• [Data records]:
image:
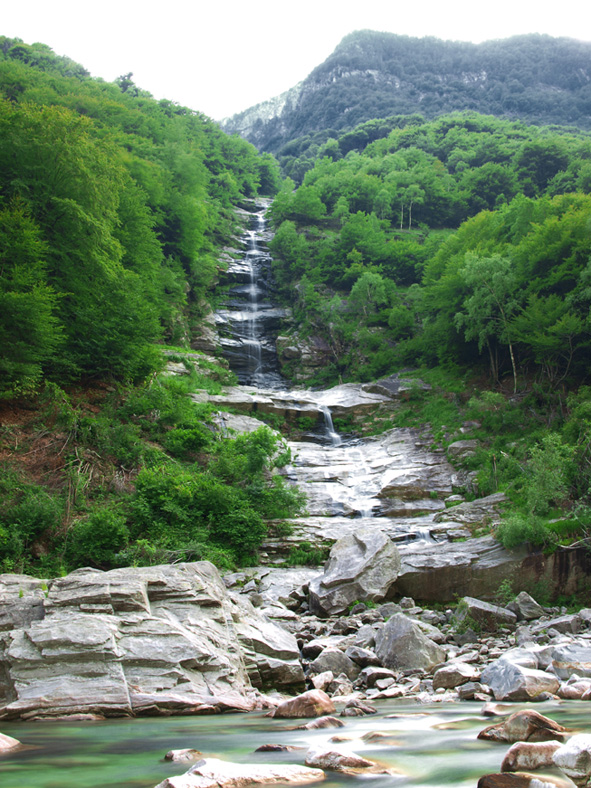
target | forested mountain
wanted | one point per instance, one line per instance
(113, 207)
(538, 79)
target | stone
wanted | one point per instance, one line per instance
(486, 616)
(331, 659)
(525, 725)
(335, 760)
(183, 755)
(526, 607)
(141, 640)
(8, 743)
(211, 772)
(323, 722)
(574, 759)
(572, 658)
(453, 674)
(521, 780)
(361, 566)
(314, 703)
(528, 756)
(514, 682)
(401, 645)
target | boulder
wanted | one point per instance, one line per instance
(331, 659)
(574, 759)
(521, 780)
(143, 640)
(572, 658)
(529, 756)
(314, 703)
(212, 772)
(362, 566)
(514, 682)
(526, 607)
(485, 616)
(8, 743)
(525, 725)
(401, 645)
(453, 674)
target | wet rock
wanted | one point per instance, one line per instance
(180, 756)
(526, 607)
(361, 566)
(529, 756)
(313, 703)
(452, 675)
(212, 772)
(401, 645)
(323, 722)
(572, 658)
(574, 759)
(335, 661)
(486, 616)
(521, 780)
(335, 760)
(525, 725)
(143, 640)
(8, 743)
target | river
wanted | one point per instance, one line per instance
(431, 745)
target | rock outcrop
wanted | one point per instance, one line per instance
(136, 641)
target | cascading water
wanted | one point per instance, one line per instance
(248, 321)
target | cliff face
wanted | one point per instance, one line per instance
(373, 75)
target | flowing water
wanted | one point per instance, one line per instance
(430, 746)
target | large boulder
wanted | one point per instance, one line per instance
(509, 681)
(574, 759)
(314, 703)
(362, 566)
(525, 725)
(135, 641)
(483, 615)
(401, 645)
(214, 773)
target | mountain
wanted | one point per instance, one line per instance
(535, 78)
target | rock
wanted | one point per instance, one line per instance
(401, 645)
(513, 682)
(526, 607)
(143, 640)
(482, 510)
(486, 616)
(212, 772)
(461, 450)
(8, 743)
(331, 659)
(571, 658)
(529, 756)
(313, 703)
(574, 759)
(183, 755)
(323, 722)
(521, 780)
(453, 674)
(362, 566)
(335, 760)
(525, 725)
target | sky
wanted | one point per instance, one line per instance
(222, 56)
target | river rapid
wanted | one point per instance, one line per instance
(431, 745)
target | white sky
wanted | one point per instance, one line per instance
(223, 56)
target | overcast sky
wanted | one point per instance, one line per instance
(223, 56)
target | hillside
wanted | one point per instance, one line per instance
(535, 78)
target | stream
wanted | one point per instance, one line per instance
(431, 745)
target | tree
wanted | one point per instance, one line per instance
(487, 312)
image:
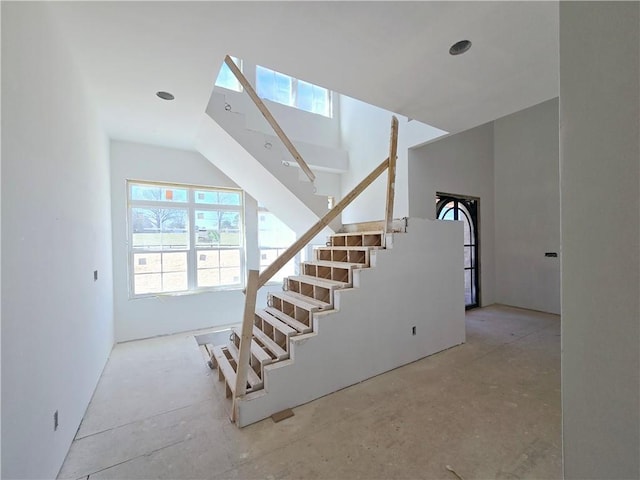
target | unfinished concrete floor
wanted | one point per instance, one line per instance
(489, 408)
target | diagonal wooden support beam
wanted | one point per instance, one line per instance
(267, 115)
(391, 176)
(242, 369)
(291, 252)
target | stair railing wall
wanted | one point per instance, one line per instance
(269, 117)
(257, 280)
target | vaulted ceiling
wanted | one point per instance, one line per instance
(390, 54)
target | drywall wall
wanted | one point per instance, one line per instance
(223, 151)
(164, 314)
(527, 208)
(57, 322)
(600, 213)
(365, 135)
(459, 164)
(297, 124)
(272, 158)
(371, 331)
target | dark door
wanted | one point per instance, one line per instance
(465, 209)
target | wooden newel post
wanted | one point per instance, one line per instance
(391, 177)
(244, 355)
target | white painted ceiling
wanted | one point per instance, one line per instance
(390, 54)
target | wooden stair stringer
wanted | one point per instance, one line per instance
(371, 332)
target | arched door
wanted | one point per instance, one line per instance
(465, 209)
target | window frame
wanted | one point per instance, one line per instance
(294, 94)
(192, 250)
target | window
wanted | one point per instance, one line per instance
(184, 238)
(274, 237)
(290, 91)
(226, 78)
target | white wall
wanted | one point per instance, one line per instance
(297, 124)
(370, 332)
(459, 164)
(600, 196)
(527, 208)
(57, 323)
(365, 131)
(164, 314)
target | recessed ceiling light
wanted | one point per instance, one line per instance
(165, 95)
(460, 47)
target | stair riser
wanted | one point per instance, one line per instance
(298, 313)
(359, 256)
(273, 333)
(357, 240)
(256, 364)
(312, 291)
(338, 274)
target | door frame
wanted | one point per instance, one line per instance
(442, 199)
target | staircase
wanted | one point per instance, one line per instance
(368, 303)
(339, 321)
(290, 313)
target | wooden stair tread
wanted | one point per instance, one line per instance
(301, 301)
(256, 350)
(277, 324)
(299, 326)
(350, 248)
(329, 263)
(371, 232)
(279, 352)
(252, 377)
(321, 282)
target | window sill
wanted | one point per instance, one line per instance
(185, 293)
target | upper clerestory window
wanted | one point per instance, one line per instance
(293, 92)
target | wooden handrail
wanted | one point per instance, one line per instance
(291, 252)
(255, 280)
(267, 115)
(391, 178)
(245, 340)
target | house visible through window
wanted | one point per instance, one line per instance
(226, 78)
(274, 237)
(290, 91)
(184, 238)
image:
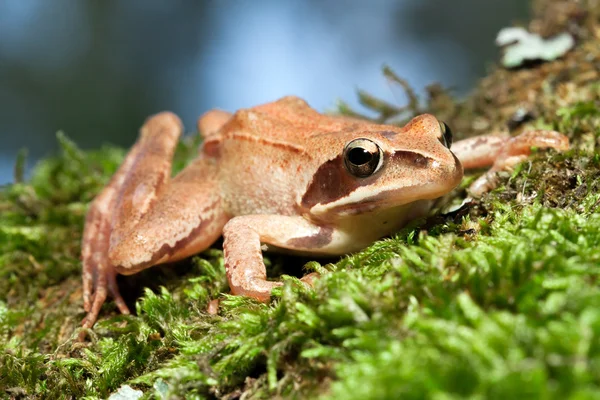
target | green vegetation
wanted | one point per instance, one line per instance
(498, 299)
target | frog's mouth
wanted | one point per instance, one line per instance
(385, 200)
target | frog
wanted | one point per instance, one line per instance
(280, 175)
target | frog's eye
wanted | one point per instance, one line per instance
(446, 137)
(362, 157)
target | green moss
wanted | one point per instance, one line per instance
(498, 299)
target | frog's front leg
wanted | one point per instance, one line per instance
(501, 153)
(143, 218)
(243, 236)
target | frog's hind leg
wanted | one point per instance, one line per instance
(143, 218)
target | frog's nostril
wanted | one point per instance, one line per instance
(421, 161)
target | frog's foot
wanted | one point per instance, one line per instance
(158, 138)
(514, 150)
(96, 291)
(243, 236)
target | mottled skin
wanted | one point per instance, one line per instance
(276, 174)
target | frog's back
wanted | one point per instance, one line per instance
(264, 164)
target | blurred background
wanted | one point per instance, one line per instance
(97, 69)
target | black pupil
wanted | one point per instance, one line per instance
(359, 156)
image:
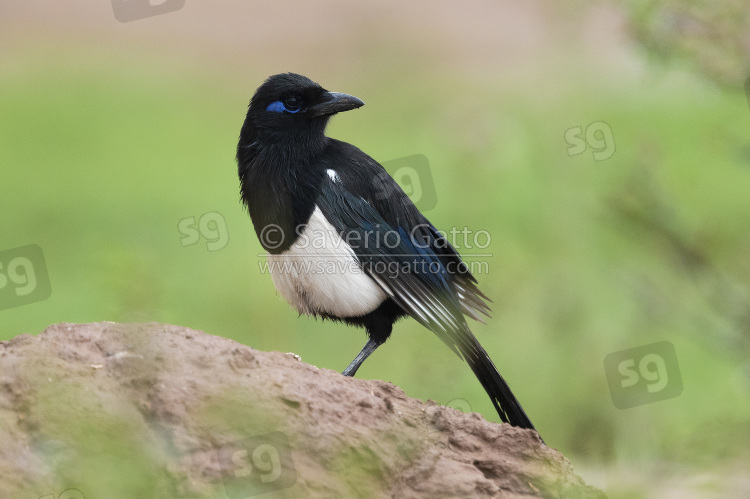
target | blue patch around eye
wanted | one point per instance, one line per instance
(278, 107)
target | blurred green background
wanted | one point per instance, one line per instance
(112, 133)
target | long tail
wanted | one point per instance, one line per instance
(502, 397)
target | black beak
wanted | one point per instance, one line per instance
(334, 102)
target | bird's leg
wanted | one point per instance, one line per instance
(370, 347)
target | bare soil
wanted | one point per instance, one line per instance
(104, 406)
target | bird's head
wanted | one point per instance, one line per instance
(291, 107)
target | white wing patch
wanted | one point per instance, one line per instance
(320, 274)
(333, 175)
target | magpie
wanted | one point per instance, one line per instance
(343, 240)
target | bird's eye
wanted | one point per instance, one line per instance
(292, 103)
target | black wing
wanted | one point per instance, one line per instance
(416, 277)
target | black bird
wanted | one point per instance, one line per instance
(344, 241)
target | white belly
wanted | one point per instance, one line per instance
(320, 274)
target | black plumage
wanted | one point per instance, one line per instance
(296, 180)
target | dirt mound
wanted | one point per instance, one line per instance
(152, 410)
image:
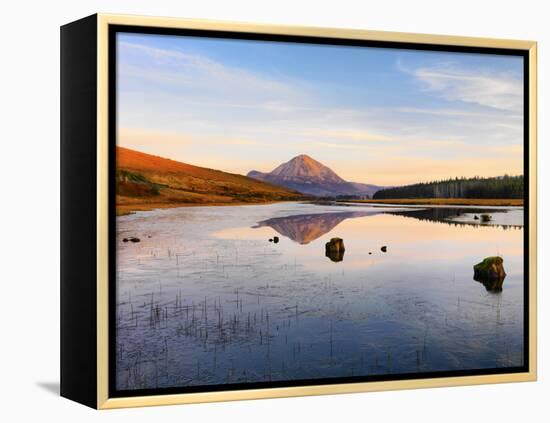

• [What you are asked to do]: A faithful transcription of the material, with no pictures, is the expected result.

• [Output of the exercise]:
image:
target | forested mountain
wanted | one point per instance, one line per instance
(113, 207)
(538, 79)
target | stone
wanted | one point per instance, one line per instance
(486, 616)
(331, 659)
(525, 725)
(335, 760)
(183, 755)
(526, 607)
(141, 640)
(8, 743)
(211, 772)
(323, 722)
(574, 759)
(572, 658)
(453, 674)
(521, 780)
(361, 566)
(314, 703)
(528, 756)
(514, 682)
(401, 645)
target | boulder
wanted | one point per instance, one line per instance
(331, 659)
(574, 759)
(521, 780)
(143, 640)
(572, 658)
(529, 756)
(314, 703)
(212, 772)
(362, 566)
(514, 682)
(526, 607)
(485, 616)
(8, 743)
(525, 725)
(401, 645)
(453, 674)
target | wet rock
wanted | one point per instance, one line per instance
(180, 756)
(526, 607)
(361, 566)
(529, 756)
(313, 703)
(452, 675)
(212, 772)
(401, 645)
(323, 722)
(572, 658)
(574, 759)
(335, 661)
(486, 616)
(521, 780)
(335, 760)
(525, 725)
(143, 640)
(8, 743)
target | river
wanted | one point per instance, one line per instance
(431, 745)
target | rock outcrop
wanted | one point per instance, one line per instance
(136, 641)
target | cascading water
wanted | one point per instance, one line per instance
(248, 321)
target | cliff face
wanted | one point per instance, one line per instance
(373, 75)
target | flowing water
wanted | one point per instance, one line per instance
(430, 746)
target | large boulder
wanted | one point per instance, one line per instance
(509, 681)
(574, 759)
(314, 703)
(362, 566)
(525, 725)
(135, 641)
(483, 615)
(401, 645)
(214, 773)
target | mountain
wanted | one point per instance, one line per instance
(535, 78)
target | rock
wanted | one point per instance, one line per instance
(401, 645)
(513, 682)
(526, 607)
(143, 640)
(482, 510)
(486, 616)
(212, 772)
(461, 450)
(8, 743)
(331, 659)
(571, 658)
(529, 756)
(313, 703)
(574, 759)
(183, 755)
(323, 722)
(521, 780)
(453, 674)
(362, 566)
(335, 760)
(525, 725)
target | sky
wanted | one point per instance, one line per instance
(222, 56)
target | river rapid
wanted | one point per instance, one line per instance
(431, 745)
target | white sky
wanted | one point per instance, one line per instance
(223, 56)
target | overcast sky
wanted | one point per instance, one line per instance
(223, 56)
target | hillside
wanted | one point per instance, one line per instance
(535, 78)
target | stream
wanted | one point per instance, one line per instance
(431, 745)
target | tree
wanted | one point per instance, one line per instance
(487, 312)
image:
target | unfinished concrete floor
wanted | one point per instance, one line per instance
(489, 408)
target | diagonal wooden support beam
wanted | one point per instance, one line per instance
(267, 115)
(391, 176)
(242, 369)
(291, 252)
target | stair railing wall
wanted | one point per instance, one line per instance
(269, 117)
(257, 280)
target | vaulted ceiling
wanted | one point per instance, one line per instance
(390, 54)
target | drywall wall
wanted | one point per instance, one line per instance
(223, 151)
(164, 314)
(527, 208)
(57, 322)
(600, 213)
(365, 135)
(459, 164)
(297, 124)
(272, 158)
(371, 331)
target | dark door
wanted | one point per instance, one line per instance
(465, 209)
target | wooden newel post
wanted | one point per instance, one line per instance
(391, 177)
(244, 355)
target | white painted ceiling
wanted | one point per instance, one line per instance
(390, 54)
target | wooden stair stringer
wanted | one point per instance, one line per instance
(371, 332)
target | arched door
wanted | one point per instance, one line per instance
(465, 209)
target | window frame
wanted | one point per instance, one line per instance
(294, 94)
(192, 250)
target | window
wanted | one point per instance, one line per instance
(184, 238)
(274, 237)
(290, 91)
(226, 78)
target | white wall
wanted | one point per instance, one line per instance
(297, 124)
(370, 332)
(459, 164)
(600, 196)
(527, 208)
(57, 323)
(365, 131)
(164, 314)
target | recessed ceiling light
wanted | one point per instance, one line per instance
(165, 95)
(460, 47)
target | stair riser
wanted | one point per instance, one line per instance
(298, 313)
(359, 256)
(273, 333)
(357, 240)
(256, 364)
(312, 291)
(338, 274)
target | door frame
wanted | one point per instance, one line per instance
(442, 199)
target | staircase
wanted | one point per instance, one line per instance
(368, 303)
(339, 321)
(290, 313)
target | wooden stair tread
wanted | one point per instance, one line per instance
(301, 301)
(256, 350)
(277, 324)
(299, 326)
(350, 248)
(329, 263)
(371, 232)
(279, 352)
(252, 377)
(321, 282)
target | window sill
wanted | one point per instance, one line per instance
(185, 293)
target | upper clerestory window
wanted | one point per instance, one line per instance
(293, 92)
target | wooden handrail
wanted | one point per instance, one line per instance
(291, 252)
(255, 280)
(267, 115)
(391, 178)
(245, 340)
target | house visible through window
wanted | one point per instance, one line per instance
(226, 78)
(274, 237)
(290, 91)
(184, 238)
image:
target | green vegetation
wanted | one point per instance, one line per instance
(498, 299)
target | frog's mouth
wanted | one point per instance, one line per instance
(385, 200)
target | frog
wanted | one point per instance, one line per instance
(280, 175)
target | frog's eye
wanted | one point per instance, one line per instance
(446, 137)
(362, 157)
target | green moss
wanted | one point per instance, one line per instance
(498, 299)
target | frog's front leg
wanted | one point per instance, one line per instance
(501, 153)
(143, 218)
(243, 236)
target | frog's hind leg
wanted | one point per instance, one line per instance
(143, 218)
target | frog's nostril
wanted | one point per instance, one line per instance
(421, 161)
target | frog's foot
wanted | one point per instance, one line per instance
(158, 138)
(514, 150)
(96, 291)
(243, 236)
target | mottled skin
wanted | one point per instance, one line per instance
(276, 174)
target | frog's back
wanted | one point per instance, one line per instance
(264, 164)
target | blurred background
wanted | one point per instance, one line per instance
(97, 69)
target | black pupil
wanted | one point per instance, one line per instance
(359, 156)
image:
target | blue patch around eye
wanted | one point per instance, one line per instance
(278, 107)
target | blurred green background
wanted | one point per instance, one line per instance
(112, 133)
target | long tail
wanted | one point per instance, one line per instance
(502, 397)
target | black beak
wanted | one point per instance, one line per instance
(334, 102)
target | bird's leg
wanted | one point per instance, one line per instance
(370, 347)
target | bare soil
wanted | one point per instance, one line per instance
(104, 406)
target | bird's head
wanted | one point per instance, one line per instance
(291, 107)
target | white wing patch
wanted | one point per instance, one line per instance
(320, 274)
(333, 175)
target | magpie
wanted | one point per instance, one line per instance
(343, 240)
target | bird's eye
wanted | one point per instance, one line per instance
(292, 103)
target | black wing
wanted | one point per instance, one line per instance
(416, 277)
target | black bird
wanted | one point per instance, one line per instance
(344, 241)
target | white belly
wanted | one point per instance, one line per instance
(320, 274)
target | black plumage
wanted | one point per instance, one line per instance
(296, 180)
target | dirt mound
wanted | one point per instance, one line per instance
(152, 410)
image:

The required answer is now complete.